【出演者】
松村邦洋さん
堀口茉純さん
川久保秀一さん


2024年4月14日(日)放送の<DJ日本史>、テーマは「平安貴族の人事異動」。上下の序列がびしっと定まった朝廷の貴族にとって、人事異動は最大の関心事。よい官職に就けるかどうかで、自分の人生ばかりか一族の運命も決まったからです。彼らの出世は、何によって決まったのでしょうか?

ポストを狙う上で重要なのは、引き上げてくれる人がいるかどうか。
大物の権力者に気に入られれば安泰ですが、そんな大物にはみんながすり寄ります。ですから、時の権力者に目をかけてもらおうと思っても、ライバルが多くて難しいのが実状。

そこで貴族たちは誰に取り入ろうとしたか?
その相手について、あの清少納言が「枕草子」に書き残しています。


除目、すなわち人事発令の時期が来ると貴族が足を運んだ先とは、宮中の女性たちでした。彼女たちは天皇や皇后と顔を合わせるので、なんとか取り次いでもらおうとしたのです。
「どうか帝に、よろしくお伝えください」
そんな陳情をしたそうです。

もっとも、女性たちのまなざしは冷ややか。清少納言は「枕草子」に、こう書いています。

**課題 1:**
本文の「除目、すなわち人事発令の時期が来ると」で始まる段落を、主な事実を残して短く書き直す。
**課題 2:**
本文から、「ポストを狙う上で重要なのは、引き上げてくれる人がいるかどうか。」を含む箇所で始め、「その相手について、あの清少納言が「枕草子」に書き残しています。」のあとで終わる部分を一字一句そのまま書き写す。
**課題 3:**
本文によると、人事発令の時期に貴族たちが取り次ぎを頼もうと訪れた相手は誰か。

**記録一覧:**
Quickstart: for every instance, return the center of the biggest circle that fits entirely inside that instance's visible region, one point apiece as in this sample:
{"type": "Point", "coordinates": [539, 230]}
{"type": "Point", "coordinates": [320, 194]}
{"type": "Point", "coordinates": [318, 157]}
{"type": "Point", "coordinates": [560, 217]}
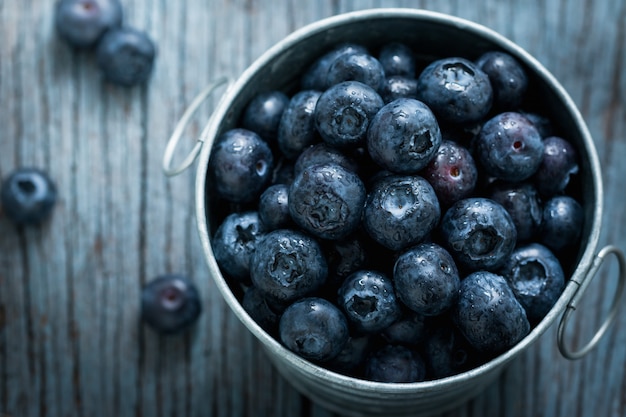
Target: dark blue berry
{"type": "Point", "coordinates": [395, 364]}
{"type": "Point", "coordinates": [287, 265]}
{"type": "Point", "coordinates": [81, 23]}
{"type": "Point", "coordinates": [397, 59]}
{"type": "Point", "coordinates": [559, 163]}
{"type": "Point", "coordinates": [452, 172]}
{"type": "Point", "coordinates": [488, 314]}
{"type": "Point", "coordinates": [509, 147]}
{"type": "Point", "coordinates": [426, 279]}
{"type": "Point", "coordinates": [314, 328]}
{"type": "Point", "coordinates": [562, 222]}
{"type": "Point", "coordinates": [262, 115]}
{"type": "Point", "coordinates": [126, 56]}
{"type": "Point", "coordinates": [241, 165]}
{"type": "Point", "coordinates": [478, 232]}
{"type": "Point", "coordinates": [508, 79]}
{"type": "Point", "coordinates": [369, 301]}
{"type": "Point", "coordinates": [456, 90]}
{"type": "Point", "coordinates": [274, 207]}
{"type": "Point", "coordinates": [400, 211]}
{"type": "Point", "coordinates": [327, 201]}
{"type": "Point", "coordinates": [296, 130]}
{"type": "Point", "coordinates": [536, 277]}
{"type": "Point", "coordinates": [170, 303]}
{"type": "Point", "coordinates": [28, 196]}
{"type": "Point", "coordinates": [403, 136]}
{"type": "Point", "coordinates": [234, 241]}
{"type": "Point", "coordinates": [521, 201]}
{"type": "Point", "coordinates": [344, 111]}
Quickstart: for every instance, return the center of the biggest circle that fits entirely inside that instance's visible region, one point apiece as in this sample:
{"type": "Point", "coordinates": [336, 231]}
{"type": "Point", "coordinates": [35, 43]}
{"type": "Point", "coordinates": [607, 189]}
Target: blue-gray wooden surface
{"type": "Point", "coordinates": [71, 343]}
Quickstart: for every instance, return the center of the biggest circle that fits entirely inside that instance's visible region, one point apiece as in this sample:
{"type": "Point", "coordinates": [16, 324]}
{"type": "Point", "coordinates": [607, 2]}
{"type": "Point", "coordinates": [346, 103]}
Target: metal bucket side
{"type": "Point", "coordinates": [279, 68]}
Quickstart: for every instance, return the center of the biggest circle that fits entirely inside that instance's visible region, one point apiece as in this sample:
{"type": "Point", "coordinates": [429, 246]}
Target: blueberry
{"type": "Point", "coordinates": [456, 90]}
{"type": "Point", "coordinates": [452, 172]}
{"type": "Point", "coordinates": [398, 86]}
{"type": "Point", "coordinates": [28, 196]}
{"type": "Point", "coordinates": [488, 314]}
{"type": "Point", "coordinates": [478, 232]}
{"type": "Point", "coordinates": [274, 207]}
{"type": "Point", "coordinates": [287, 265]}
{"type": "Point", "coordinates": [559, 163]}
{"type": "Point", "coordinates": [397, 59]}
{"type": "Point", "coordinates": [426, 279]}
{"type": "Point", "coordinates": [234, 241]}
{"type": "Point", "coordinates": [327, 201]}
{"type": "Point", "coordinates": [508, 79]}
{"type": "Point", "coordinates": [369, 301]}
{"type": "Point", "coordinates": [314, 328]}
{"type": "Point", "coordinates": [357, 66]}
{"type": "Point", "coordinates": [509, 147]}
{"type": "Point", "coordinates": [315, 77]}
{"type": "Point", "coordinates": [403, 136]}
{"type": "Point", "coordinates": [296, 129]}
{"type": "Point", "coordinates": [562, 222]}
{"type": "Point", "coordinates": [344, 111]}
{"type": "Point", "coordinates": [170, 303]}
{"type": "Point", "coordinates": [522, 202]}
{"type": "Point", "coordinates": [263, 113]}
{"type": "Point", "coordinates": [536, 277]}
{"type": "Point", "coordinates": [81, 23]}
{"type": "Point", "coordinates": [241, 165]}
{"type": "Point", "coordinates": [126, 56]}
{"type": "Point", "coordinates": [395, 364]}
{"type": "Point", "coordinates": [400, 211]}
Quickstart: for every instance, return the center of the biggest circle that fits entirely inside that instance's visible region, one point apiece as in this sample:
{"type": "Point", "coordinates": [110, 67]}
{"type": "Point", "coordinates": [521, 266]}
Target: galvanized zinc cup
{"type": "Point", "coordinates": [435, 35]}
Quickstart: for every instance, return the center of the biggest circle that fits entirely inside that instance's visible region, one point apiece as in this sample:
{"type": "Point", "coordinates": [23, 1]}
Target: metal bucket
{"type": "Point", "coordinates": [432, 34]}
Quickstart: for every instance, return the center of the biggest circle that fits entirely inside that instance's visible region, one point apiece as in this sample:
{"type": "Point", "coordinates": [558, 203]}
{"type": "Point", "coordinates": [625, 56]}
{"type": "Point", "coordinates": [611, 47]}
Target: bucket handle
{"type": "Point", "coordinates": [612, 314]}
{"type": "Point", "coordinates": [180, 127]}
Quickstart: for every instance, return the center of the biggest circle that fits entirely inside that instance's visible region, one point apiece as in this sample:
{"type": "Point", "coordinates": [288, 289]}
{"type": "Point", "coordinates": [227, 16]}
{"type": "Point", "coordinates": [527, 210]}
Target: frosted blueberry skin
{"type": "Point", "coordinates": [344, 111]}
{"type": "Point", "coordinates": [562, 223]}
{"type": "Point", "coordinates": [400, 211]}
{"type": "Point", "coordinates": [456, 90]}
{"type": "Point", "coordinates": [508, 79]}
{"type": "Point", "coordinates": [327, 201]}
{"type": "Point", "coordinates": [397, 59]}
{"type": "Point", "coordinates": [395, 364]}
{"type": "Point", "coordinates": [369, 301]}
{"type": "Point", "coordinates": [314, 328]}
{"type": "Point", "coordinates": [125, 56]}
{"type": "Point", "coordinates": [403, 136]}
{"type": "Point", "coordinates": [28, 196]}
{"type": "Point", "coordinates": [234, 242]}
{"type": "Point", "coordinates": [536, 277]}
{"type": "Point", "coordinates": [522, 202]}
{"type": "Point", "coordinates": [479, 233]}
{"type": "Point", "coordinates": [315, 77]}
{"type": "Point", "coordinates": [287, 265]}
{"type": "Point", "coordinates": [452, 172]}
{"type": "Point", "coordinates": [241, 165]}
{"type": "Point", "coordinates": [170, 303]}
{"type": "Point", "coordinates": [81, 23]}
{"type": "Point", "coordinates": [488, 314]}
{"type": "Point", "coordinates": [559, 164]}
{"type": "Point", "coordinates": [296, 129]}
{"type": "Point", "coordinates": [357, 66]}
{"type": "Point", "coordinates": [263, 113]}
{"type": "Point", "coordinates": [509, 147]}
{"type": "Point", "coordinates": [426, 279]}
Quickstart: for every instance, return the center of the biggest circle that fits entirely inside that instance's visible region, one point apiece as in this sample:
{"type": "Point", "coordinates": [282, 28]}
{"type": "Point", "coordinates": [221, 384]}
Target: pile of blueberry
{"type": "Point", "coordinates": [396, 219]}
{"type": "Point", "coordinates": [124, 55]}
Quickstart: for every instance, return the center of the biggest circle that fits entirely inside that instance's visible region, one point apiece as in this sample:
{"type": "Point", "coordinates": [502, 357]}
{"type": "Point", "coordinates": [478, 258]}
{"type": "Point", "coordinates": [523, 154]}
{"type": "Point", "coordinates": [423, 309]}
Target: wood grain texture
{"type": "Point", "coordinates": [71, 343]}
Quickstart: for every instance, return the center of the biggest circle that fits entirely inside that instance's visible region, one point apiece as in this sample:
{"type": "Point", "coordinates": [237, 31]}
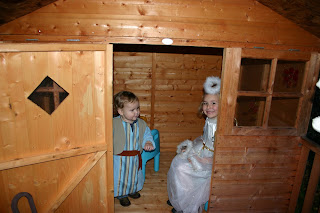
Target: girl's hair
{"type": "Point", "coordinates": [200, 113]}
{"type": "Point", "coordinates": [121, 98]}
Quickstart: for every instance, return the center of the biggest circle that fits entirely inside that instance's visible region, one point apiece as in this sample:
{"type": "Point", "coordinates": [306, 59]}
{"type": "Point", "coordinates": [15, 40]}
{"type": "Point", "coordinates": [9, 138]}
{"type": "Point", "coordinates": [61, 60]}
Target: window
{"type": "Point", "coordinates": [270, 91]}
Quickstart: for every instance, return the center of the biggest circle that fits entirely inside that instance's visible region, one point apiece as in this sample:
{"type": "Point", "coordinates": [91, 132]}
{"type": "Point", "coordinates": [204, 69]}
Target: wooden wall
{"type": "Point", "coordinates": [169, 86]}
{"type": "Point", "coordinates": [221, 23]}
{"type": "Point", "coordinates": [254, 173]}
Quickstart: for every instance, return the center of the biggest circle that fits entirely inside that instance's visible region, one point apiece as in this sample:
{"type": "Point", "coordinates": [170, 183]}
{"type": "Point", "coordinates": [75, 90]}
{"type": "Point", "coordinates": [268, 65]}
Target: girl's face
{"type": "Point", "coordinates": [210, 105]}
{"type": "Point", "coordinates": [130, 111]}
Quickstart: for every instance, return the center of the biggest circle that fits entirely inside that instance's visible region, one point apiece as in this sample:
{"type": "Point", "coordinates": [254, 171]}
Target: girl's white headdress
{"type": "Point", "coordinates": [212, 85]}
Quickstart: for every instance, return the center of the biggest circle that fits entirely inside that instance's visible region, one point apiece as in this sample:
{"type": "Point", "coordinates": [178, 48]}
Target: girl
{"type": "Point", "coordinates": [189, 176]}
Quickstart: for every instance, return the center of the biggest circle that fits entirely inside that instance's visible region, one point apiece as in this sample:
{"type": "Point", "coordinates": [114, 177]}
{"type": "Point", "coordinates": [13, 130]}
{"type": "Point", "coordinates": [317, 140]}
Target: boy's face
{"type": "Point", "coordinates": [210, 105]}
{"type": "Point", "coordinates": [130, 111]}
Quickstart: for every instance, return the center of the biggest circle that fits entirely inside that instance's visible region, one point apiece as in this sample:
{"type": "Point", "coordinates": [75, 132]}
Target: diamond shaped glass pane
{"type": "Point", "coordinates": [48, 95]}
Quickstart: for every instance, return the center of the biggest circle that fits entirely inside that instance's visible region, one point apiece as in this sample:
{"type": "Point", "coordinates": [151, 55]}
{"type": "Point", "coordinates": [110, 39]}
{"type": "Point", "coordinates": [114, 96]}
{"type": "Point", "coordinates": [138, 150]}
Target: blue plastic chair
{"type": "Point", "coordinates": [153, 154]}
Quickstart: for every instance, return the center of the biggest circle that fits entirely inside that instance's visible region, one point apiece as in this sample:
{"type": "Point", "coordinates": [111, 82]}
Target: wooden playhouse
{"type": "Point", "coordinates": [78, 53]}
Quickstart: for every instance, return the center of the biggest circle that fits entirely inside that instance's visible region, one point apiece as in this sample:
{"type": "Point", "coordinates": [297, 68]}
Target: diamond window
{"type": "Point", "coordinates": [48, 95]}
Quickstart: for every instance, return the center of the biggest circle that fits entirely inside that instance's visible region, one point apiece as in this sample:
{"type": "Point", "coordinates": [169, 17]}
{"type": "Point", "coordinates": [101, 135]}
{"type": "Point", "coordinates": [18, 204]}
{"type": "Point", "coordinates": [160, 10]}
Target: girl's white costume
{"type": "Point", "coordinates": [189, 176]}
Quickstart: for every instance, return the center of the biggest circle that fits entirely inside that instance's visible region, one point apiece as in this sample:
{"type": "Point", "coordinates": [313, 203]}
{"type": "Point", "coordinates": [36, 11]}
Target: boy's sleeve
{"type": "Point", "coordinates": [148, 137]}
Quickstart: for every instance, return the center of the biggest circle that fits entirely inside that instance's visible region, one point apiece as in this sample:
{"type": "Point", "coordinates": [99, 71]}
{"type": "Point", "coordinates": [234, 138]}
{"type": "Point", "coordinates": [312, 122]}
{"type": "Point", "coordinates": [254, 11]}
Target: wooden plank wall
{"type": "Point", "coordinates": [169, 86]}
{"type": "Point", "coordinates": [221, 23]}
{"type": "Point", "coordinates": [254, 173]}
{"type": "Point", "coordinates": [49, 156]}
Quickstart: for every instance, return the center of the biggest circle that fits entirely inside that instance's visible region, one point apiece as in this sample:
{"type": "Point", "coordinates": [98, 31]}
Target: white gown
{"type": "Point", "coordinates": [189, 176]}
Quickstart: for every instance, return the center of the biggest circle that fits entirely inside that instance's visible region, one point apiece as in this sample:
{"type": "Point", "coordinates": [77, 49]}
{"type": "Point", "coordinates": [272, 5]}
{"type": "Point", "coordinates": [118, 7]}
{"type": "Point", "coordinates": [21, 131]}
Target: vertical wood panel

**解答例 1:**
除目の時期になると、貴族は天皇や皇后と顔を合わせる宮中の女性たちのもとへ行き、取り次ぎを頼もうとした。

**解答例 2:**
ポストを狙う上で重要なのは、引き上げてくれる人がいるかどうか。
大物の権力者に気に入られれば安泰ですが、そんな大物にはみんながすり寄ります。ですから、時の権力者に目をかけてもらおうと思っても、ライバルが多くて難しいのが実状。

そこで貴族たちは誰に取り入ろうとしたか?
その相手について、あの清少納言が「枕草子」に書き残しています。

**解答例 3:**
宮中の女性たち。